→ **TASK PROMPT**:
Return the listing from the line containing "This visual asset is supposed to feature the sliced" down to the line containing "[189,292,557,362]", with both of those lines included, and copy every line unchanged.

═════ DATA LINES

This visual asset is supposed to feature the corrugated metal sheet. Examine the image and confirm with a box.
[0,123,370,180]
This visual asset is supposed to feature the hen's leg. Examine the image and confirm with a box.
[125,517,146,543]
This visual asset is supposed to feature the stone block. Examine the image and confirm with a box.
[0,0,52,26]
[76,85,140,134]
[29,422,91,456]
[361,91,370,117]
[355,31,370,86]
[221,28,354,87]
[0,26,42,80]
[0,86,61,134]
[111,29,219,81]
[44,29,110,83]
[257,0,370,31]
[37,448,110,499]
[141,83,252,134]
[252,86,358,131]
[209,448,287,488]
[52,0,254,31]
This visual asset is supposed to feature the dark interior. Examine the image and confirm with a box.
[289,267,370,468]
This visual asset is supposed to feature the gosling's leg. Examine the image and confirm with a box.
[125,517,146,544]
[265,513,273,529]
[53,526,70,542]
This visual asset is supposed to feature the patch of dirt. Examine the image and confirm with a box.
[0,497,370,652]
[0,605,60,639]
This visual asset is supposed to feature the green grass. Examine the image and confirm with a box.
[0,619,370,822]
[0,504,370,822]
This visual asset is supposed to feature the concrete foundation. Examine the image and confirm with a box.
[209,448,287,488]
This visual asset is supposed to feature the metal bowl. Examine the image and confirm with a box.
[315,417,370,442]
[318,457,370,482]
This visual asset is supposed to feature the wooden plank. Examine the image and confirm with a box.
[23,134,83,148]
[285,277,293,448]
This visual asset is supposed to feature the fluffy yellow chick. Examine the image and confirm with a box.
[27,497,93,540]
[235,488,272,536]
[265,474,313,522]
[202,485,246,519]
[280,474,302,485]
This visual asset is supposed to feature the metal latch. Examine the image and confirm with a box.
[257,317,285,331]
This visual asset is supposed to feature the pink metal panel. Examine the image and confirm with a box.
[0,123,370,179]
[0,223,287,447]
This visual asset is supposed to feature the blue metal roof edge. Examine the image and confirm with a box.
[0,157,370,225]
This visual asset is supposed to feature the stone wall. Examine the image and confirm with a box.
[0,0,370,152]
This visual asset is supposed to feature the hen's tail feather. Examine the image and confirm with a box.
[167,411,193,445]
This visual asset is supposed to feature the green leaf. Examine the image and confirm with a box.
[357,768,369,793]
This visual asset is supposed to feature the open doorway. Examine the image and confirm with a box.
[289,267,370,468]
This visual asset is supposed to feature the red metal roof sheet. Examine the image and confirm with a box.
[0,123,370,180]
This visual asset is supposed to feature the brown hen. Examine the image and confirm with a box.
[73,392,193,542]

══════════
═════ DATA LINES

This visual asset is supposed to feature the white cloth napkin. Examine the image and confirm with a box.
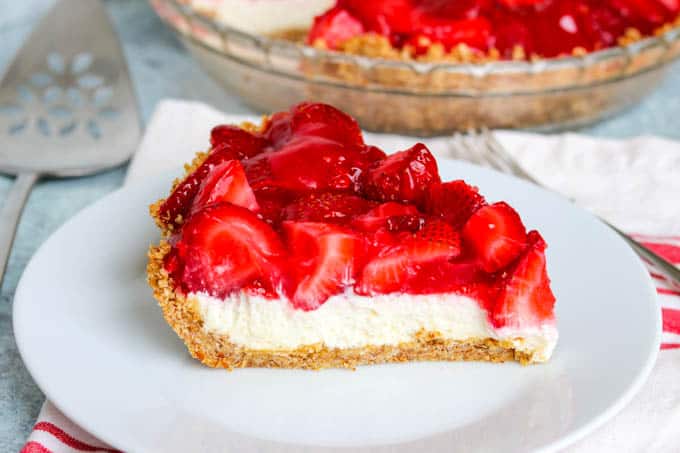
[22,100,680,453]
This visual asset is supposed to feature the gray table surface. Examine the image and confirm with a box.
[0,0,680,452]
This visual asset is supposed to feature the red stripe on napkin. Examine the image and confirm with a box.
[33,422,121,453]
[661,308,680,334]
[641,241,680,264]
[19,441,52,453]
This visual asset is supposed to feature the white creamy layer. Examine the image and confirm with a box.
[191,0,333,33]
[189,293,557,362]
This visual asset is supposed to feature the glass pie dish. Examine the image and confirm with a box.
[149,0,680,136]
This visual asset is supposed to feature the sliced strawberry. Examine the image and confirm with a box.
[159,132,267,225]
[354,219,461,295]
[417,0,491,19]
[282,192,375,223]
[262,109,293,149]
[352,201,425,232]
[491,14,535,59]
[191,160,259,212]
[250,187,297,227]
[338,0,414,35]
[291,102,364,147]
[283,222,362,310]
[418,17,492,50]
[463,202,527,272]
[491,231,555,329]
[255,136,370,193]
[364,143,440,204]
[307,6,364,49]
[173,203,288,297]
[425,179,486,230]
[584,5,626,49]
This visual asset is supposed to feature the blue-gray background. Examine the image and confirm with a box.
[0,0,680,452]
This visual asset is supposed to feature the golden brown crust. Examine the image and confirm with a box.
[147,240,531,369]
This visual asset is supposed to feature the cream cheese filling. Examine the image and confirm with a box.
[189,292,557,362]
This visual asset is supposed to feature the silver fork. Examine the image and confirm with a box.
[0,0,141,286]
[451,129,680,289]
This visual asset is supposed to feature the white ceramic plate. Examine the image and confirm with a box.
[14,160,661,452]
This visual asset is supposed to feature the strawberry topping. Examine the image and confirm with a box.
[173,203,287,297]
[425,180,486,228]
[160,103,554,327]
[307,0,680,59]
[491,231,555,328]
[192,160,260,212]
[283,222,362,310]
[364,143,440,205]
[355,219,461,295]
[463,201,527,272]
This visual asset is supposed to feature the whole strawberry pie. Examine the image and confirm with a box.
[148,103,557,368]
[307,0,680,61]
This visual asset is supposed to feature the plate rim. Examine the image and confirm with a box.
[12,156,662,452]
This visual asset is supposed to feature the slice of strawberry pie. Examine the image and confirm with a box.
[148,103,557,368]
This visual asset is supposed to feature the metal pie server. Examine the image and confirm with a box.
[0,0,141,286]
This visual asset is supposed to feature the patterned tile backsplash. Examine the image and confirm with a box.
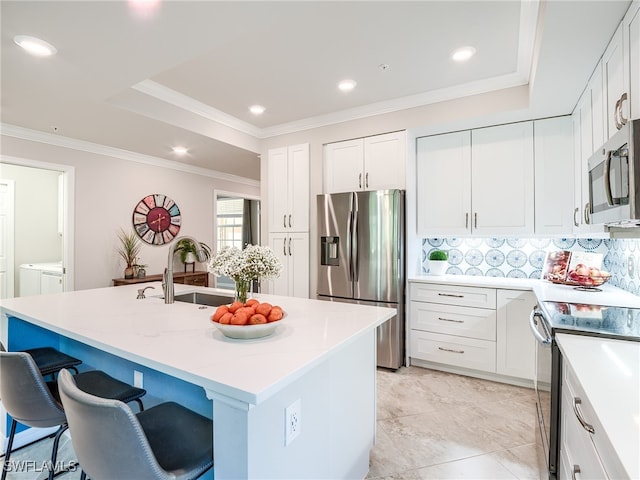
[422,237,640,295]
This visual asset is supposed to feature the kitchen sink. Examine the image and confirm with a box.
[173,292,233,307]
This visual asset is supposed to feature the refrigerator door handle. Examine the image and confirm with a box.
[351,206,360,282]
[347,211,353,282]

══════════

→ **COMPLETE RESPONSE**:
This visual asset is supposed to feature the sliced strawberry. Examine the image and confirm with a box.
[159,132,267,225]
[354,219,461,295]
[417,0,491,19]
[282,192,375,223]
[262,109,293,149]
[352,201,425,232]
[491,14,535,59]
[191,160,259,212]
[250,187,297,227]
[338,0,414,35]
[291,102,364,147]
[283,222,362,310]
[418,17,492,50]
[463,202,527,272]
[491,231,555,329]
[255,136,370,193]
[364,143,440,204]
[307,6,364,49]
[173,203,288,297]
[425,179,486,230]
[584,5,626,49]
This visual asset is supposed to feature the blue-gray background. Examine the image and confirm with a box.
[0,0,680,452]
This visual asset is supposed to feature the golden brown crust. Examine the image and confirm with a box.
[147,240,531,369]
This visual asset is supposed to feature the cream cheese filling. Examine the image and confirm with a box.
[189,292,557,362]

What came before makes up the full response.